▶ [EXTRAIT À LIRE]:
↓
Émirats arabes unis - Musée

Le Louvre Abu Dhabi se veut universel et local

Par Rémy Jarry, correspondant en Asie · Le Journal des Arts

Le 11 octobre 2023 - 897 mots

Le musée a conçu sa politique d’acquisition et de prêts d’œuvres d’art pour conforter sa place dominante dans le paysage culturel du golfe Persique.

Vue de l'exposition « Picturing the Cosmos » au Louvre Abu Dhabi. © Siddharth Siva / Department of Culture and Tourism, Abu Dhabi
Vue de l'exposition « Picturing the Cosmos » au Louvre Abu Dhabi.
© Siddharth Siva / Department of Culture and Tourism, Abu Dhabi

Abou Dhabi, Émirats arabes unis. Manuel Rabaté, directeur du Louvre Abu Dhabi, a placé « l’enracinement » au cœur de son projet. De la politique d’acquisition aux expositions temporaires en passant par la médiation culturelle, l’intégration du musée à l’écosystème régional est une priorité, suivant en cela la volonté des Émiratis.

Les concepts de « musée-racine » et « musée-miroir » sont issus des travaux d’Alexandre Kazerouni et de son ouvrage intitulé Le Miroir des Cheikhs. Musée et politique dans les principautés du golfe Persique (2017, lire JdA n° 479). Le chercheur oppose une première génération de musées créés à partir du patrimoine local (musée-racine) à une seconde, sans racine, issue de la volonté politique des familles régnantes de consolider leur pouvoir sur la scène internationale (musée-miroir), comme le Louvre Abu Dhabi.
↑
▶ [CONSIGNE]: Recopiez le passage de l'article sur le Louvre Abu Dhabi compris entre « Le 11 octobre » et « volonté des Émiratis. », bornes incluses. Les données n'ont aucun lien avec l'article sur le Louvre Abu Dhabi.

▶ [DONNÉES FOURNIES]:
↓
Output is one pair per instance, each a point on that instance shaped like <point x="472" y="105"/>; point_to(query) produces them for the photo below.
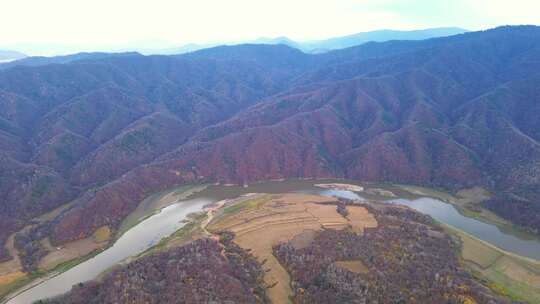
↑
▶ [RÉSULTAT DE L'EXERCICE]:
Le 11 octobre 2023 - 897 mots

Le musée a conçu sa politique d’acquisition et de prêts d’œuvres d’art pour conforter sa place dominante dans le paysage culturel du golfe Persique.

Vue de l'exposition « Picturing the Cosmos » au Louvre Abu Dhabi. © Siddharth Siva / Department of Culture and Tourism, Abu Dhabi
Vue de l'exposition « Picturing the Cosmos » au Louvre Abu Dhabi.
© Siddharth Siva / Department of Culture and Tourism, Abu Dhabi

Abou Dhabi, Émirats arabes unis. Manuel Rabaté, directeur du Louvre Abu Dhabi, a placé « l’enracinement » au cœur de son projet. De la politique d’acquisition aux expositions temporaires en passant par la médiation culturelle, l’intégration du musée à l’écosystème régional est une priorité, suivant en cela la volonté des Émiratis.